*** Material provided

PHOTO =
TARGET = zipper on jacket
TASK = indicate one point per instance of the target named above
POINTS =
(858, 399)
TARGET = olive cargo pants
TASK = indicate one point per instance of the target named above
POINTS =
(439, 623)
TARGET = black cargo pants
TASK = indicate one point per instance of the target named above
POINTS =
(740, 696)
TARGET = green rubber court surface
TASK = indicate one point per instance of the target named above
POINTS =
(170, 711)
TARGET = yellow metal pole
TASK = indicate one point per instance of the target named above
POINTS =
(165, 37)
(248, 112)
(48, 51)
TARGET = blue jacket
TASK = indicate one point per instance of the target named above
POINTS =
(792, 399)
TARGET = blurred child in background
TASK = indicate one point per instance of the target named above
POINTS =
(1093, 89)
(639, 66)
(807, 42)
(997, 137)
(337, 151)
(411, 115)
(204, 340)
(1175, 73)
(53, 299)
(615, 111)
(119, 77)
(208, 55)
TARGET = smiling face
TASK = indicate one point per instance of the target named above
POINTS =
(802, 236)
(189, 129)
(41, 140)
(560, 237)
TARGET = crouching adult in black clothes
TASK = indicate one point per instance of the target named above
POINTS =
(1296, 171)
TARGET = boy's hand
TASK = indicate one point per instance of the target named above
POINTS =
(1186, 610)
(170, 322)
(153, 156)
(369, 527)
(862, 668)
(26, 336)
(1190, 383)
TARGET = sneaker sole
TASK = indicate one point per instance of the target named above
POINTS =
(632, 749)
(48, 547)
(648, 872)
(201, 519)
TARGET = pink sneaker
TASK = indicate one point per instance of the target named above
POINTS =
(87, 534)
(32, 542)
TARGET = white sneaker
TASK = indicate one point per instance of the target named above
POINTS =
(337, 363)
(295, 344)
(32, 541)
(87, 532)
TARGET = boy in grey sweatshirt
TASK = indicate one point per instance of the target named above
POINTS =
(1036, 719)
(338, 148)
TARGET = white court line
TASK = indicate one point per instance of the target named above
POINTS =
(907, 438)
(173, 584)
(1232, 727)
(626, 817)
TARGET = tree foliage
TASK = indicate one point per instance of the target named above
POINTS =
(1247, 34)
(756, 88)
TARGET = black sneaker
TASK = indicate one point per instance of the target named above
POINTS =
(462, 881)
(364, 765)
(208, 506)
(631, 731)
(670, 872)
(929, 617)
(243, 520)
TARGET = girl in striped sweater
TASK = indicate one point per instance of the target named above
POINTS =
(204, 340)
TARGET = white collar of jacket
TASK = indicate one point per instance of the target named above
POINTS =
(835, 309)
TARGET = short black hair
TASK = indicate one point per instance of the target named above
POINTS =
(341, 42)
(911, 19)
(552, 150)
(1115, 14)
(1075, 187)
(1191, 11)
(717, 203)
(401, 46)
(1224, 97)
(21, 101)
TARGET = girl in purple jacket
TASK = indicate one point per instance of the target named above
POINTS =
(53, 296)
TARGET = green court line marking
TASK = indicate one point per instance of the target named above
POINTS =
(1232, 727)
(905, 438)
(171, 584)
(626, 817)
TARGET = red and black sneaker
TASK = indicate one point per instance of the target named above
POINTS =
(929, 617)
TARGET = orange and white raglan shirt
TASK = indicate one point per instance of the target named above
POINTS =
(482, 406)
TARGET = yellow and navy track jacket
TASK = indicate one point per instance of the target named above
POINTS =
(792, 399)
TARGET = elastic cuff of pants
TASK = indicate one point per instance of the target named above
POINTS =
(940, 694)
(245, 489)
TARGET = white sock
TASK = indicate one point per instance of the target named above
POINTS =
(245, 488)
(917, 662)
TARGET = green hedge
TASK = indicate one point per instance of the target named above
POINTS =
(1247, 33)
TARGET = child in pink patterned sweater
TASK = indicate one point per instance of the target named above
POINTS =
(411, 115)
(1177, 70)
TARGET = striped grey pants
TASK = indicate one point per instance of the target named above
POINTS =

******

- **What you need to do**
Copy out verbatim the rows from the line containing "TARGET = short black hair" through the final line of the rows, including both ends.

- **Solved exercise**
TARGET = short black hair
TASK = indicate one point per instance of the target named above
POINTS =
(341, 42)
(911, 19)
(552, 150)
(1115, 14)
(1075, 187)
(1191, 11)
(717, 203)
(401, 46)
(1224, 97)
(21, 101)
TARGET = girl in purple jacket
TASK = indicate one point per instance of the target named above
POINTS =
(53, 296)
TARGET = green court line marking
TASK = indicate one point per instance of the target named above
POINTS =
(1232, 727)
(905, 438)
(171, 584)
(626, 817)
TARGET = red and black sneaker
TASK = indicate one point per instance of the target named above
POINTS =
(929, 617)
TARGET = orange and white raglan shirt
TASK = indicate one point per instance of the target named above
POINTS =
(482, 406)
TARGET = yellow and navy track jacket
TASK = indicate one point per instance of the target named above
POINTS =
(792, 399)
TARGET = elastic cuff of pants
TASK = indicate one point per instance of the target named above
POINTS =
(940, 694)
(245, 489)
TARGET = white sock
TASK = indicate one point per instance of the target named above
POINTS =
(245, 488)
(917, 662)
TARGET = green hedge
TASK = indicate one point per instance of the target named above
POINTS =
(1247, 33)
TARGET = child in pink patterned sweater
TASK = indicate one point per instance of the target named above
POINTS =
(411, 115)
(1177, 70)
TARGET = striped grey pants
TASK = indicate one point per instance of the target named above
POINTS =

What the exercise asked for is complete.